> Assignment: Extend the Taco Punk restaurant review below, picking up right after its final sentence.

> Text shown:
*** Block opens ***

I want to be able to say that Taco Punk is a culinary jewel that just happens to find itself in a morally dubious situation. I want to rave about East Market’s triumphant acquisition of chef Gabe Sowder of former 610 Magnolia fame. I want to talk about how Sowder’s cuisine is inspired by simple Mexico City street fare, and note the irony in the fact that he started this place with a food truck that served gourmet tacos. I want to smile right back in the face of that giant red sugar skull that grins at me from its poster without thinking about cultural appropriation, or how racist it is to turn a Dia De Los Muertos symbol into a novelty to sell tacos.

Most importantly, if I’m going to willingly participate in gentrification, I want it to taste delicious. Make me forget that I’m curb-stomping my own consumer values because I can’t turn down that soft taco mouth-gasm. That’s what I want. Whatever. People in hell want ice water.

Truth is, outside of my first – and last – visit to Highland Morning, I can’t remember the last time I paid a higher dollar-to-crap ratio for food.

*** Block closes ***

> Input data:
*** Block opens ***

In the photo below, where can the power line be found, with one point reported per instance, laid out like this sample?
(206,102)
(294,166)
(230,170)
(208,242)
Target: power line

*** Block closes ***

> Response box:
Do not be fooled by the fabulous cilantro. It will not cover for the pork once it gets to your stomach.

The homemade corn tortillas were barely more than soggy crepes. They fell apart before reaching my mouth, making it even more of a struggle to enjoy the dry and tasteless pork as it fought its way down my gullet.

Seeking the assistance of the prescribed pineapple sauce, I laid a saccharine blanket of the condiment across my palate and prayed for a relief that never came.

Compelled to get my money’s worth, I dipped into the plastic ramekin of queso that apparently qualifies as a “side.”

Immediately, I was overwhelmed by a flood of road-trip nostalgia as my tongue greeted the familiar taste of gas station pump-and-squirt nacho cheese.

The trip down memory lane was abruptly interrupted when I accidentally looked at the receipt and remembered what I’d just paid for this meal.

Despite my desire to wash away the taste of disappointment, I hesitated to gulp the remainder of my Shock Top.

Instead, I considered ripping my shirt off and stuffing it into the neck of the bottle before setting it ablaze and lobbing it at the backlit neon menu above the prep counter while screaming madly “Is that punk enough for you?”

I wondered how many of the employees would run, how many would try to take me down, and how many it would take to finish me off. In the end, I scrambled away through the wrought-iron entrance gates, terrified at the prospect of enduring another minute of this smug, capitalist castle.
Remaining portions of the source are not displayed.